Exercise task => Beginning with the line containing "the forehead, placed" and ending with the last line of the records, set down every line exactly.

Begin

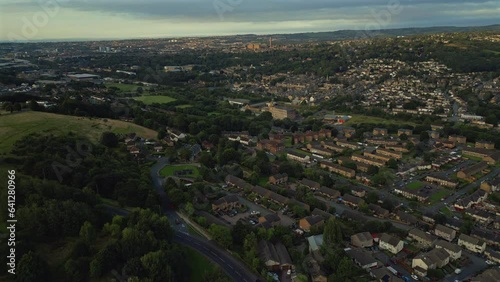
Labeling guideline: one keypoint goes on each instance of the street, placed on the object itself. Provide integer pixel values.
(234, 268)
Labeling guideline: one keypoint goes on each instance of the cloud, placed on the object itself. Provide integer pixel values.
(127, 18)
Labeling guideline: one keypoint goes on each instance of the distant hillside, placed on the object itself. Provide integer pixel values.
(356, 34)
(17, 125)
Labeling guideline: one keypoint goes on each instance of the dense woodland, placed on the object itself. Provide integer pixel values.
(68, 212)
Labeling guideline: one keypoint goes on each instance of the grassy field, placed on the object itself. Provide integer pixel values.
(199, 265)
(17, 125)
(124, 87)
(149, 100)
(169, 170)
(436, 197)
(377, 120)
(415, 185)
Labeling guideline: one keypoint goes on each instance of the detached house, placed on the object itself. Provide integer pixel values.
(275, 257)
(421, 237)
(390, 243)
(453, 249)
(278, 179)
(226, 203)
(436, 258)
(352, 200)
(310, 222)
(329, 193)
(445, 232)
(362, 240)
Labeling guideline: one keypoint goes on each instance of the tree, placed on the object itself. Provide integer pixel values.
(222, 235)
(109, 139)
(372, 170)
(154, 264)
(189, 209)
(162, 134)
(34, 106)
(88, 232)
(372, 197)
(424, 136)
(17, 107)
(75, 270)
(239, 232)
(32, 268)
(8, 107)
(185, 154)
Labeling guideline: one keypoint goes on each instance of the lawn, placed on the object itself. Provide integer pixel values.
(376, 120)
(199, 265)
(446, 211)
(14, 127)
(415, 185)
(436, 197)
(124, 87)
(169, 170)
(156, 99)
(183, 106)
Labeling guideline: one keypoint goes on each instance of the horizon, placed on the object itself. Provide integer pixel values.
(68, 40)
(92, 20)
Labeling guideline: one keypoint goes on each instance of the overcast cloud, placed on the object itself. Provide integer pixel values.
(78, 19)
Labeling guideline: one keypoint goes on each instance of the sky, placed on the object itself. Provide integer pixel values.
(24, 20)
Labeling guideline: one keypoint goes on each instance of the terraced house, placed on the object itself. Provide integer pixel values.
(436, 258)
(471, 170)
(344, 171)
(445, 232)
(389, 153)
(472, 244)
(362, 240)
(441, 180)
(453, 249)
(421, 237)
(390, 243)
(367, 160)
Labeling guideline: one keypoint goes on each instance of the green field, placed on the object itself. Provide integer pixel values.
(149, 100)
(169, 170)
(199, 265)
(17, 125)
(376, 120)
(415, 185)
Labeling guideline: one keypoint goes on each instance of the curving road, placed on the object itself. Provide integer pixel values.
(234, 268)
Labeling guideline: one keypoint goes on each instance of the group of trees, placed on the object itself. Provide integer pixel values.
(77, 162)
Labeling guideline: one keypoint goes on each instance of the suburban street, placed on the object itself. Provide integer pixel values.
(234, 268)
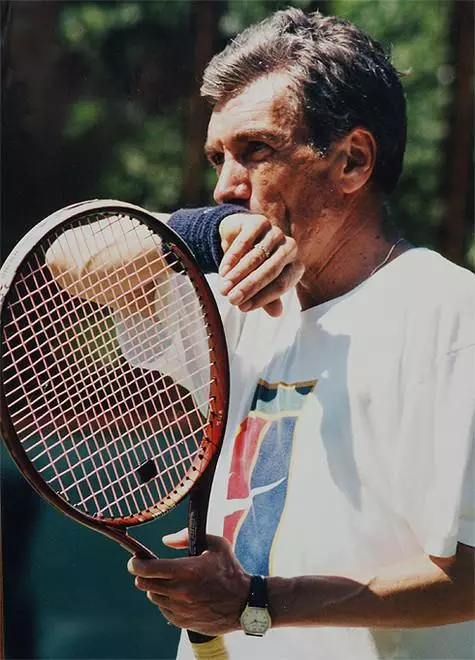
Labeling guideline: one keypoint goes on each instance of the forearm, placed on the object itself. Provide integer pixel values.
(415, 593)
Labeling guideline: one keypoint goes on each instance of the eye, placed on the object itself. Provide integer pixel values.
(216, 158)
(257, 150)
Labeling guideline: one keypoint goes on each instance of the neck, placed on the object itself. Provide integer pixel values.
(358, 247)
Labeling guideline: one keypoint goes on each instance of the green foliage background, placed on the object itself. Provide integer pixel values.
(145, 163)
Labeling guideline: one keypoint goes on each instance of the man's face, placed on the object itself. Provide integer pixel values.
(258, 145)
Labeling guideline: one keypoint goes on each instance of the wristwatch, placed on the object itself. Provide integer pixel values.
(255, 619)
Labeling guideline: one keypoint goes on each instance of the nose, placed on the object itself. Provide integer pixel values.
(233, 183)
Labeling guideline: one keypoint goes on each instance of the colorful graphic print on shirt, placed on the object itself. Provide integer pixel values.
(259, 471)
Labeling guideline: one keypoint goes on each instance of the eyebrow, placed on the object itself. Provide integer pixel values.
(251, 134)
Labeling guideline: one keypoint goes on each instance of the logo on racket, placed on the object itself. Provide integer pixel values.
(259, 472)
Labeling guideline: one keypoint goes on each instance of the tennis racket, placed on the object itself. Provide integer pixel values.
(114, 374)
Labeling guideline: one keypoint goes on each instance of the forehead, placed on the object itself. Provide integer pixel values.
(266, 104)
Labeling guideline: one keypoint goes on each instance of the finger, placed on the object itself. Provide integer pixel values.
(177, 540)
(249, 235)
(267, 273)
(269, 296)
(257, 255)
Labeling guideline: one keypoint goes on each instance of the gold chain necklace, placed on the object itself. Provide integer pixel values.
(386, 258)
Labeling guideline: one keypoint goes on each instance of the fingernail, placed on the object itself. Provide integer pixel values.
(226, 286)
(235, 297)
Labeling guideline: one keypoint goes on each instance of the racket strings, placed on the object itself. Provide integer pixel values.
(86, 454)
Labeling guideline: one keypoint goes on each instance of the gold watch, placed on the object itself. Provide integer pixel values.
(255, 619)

End

Response =>
Labeling guideline: one keypoint goes on each instance of the forehead, placed on the object itself. Provide integer pixel values.
(266, 104)
Labeling guideline: one keypoint goes on each instance of the finger, placed on the object itself. Provide integer pixel values.
(177, 540)
(249, 235)
(267, 273)
(269, 296)
(257, 255)
Labeling guideline: one keypoint goes on each instance of the gold chain necklace, placed on the object itself. Provide integer pixel values.
(386, 258)
Labeling guideline: one keypoint goes on each instance of the fingernail, placed on the object itself. Provide integer pixel values.
(226, 286)
(235, 297)
Labeling guideline: one keypoint goes on each instance of the racket strings, placed on the object itself. Provide integer pixel values.
(86, 454)
Labeling guideline: one keypoint goes on each instance of the gold watch, placed on the object itself. Provide integer pixel values.
(255, 619)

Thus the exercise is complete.